**QUESTIONS:**
(A) Please translate this sentence from the article on assisted reproduction into Spanish: "The average age of women undergoing their first treatment was 36, slightly higher than in 2008."
(B) Copy the text of the article on assisted reproduction between "The final number" and "older on average.", inclusive.

**PASSAGE:**

---*---

More than two per cent of babies born in Switzerland in 2009 were conceived through medically assisted reproduction, a Federal Statistics Office report has shown.This content was published on February 23, 2011 - 11:18
Some 6,300 couples sought fertility treatments and 10,400 cycles of treatment were initiated. Of this number, 2,250 resulted in pregnancies, with almost one in four ending in miscarriage.
The final number of children born from these pregnancies reached 1,891 from 1,628 births, 30 per cent of whom were twins. There were two sets of triplets. Some 78,000 children were born in Switzerland in 2009.
The growth in medically assisted reproduction slowed down somewhat in 2009, with an increase of five per cent on 2008, compared to increases in the order of nine to 13 per cent in previous years.
The average age of women undergoing their first treatment was 36, slightly higher than in 2008. Partners were three years older on average.
At 47 per cent, male infertility was the main reason for seeking treatment, followed by dual infertility (24 per cent) and female infertility (18 per cent). One in ten couples experienced unexplained infertility.
The Federal Statistics Office results cover in-vitro fertilisation (IVF) and Intracytoplasmic Sperm Injection (ICSI) treatments. The figures do not include artificial insemination which involves the direct transfer of sperm into the uterus.

---*---

**DATA SECTION:**

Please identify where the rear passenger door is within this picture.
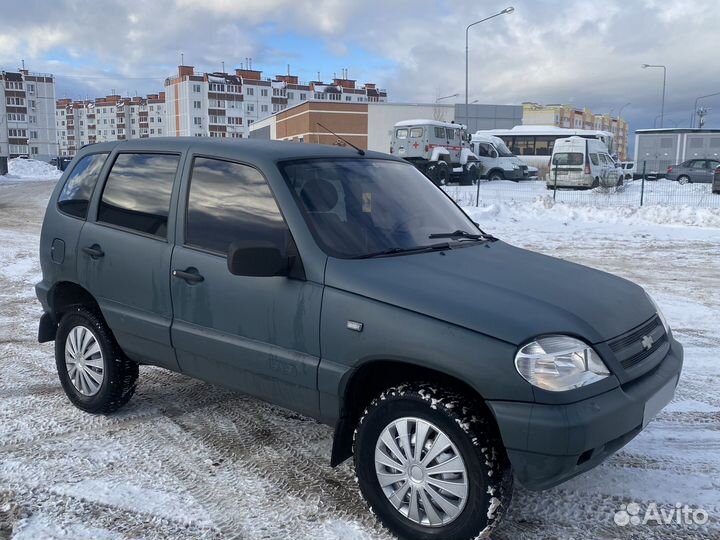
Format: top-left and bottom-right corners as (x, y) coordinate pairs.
(171, 156), (322, 415)
(77, 152), (181, 369)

---*---

**SOLUTIONS PER TASK:**
(A) La edad media de las mujeres que se sometían a su primer tratamiento era de 36 años, ligeramente superior a la de 2008.

(B)
The final number of children born from these pregnancies reached 1,891 from 1,628 births, 30 per cent of whom were twins. There were two sets of triplets. Some 78,000 children were born in Switzerland in 2009.
The growth in medically assisted reproduction slowed down somewhat in 2009, with an increase of five per cent on 2008, compared to increases in the order of nine to 13 per cent in previous years.
The average age of women undergoing their first treatment was 36, slightly higher than in 2008. Partners were three years older on average.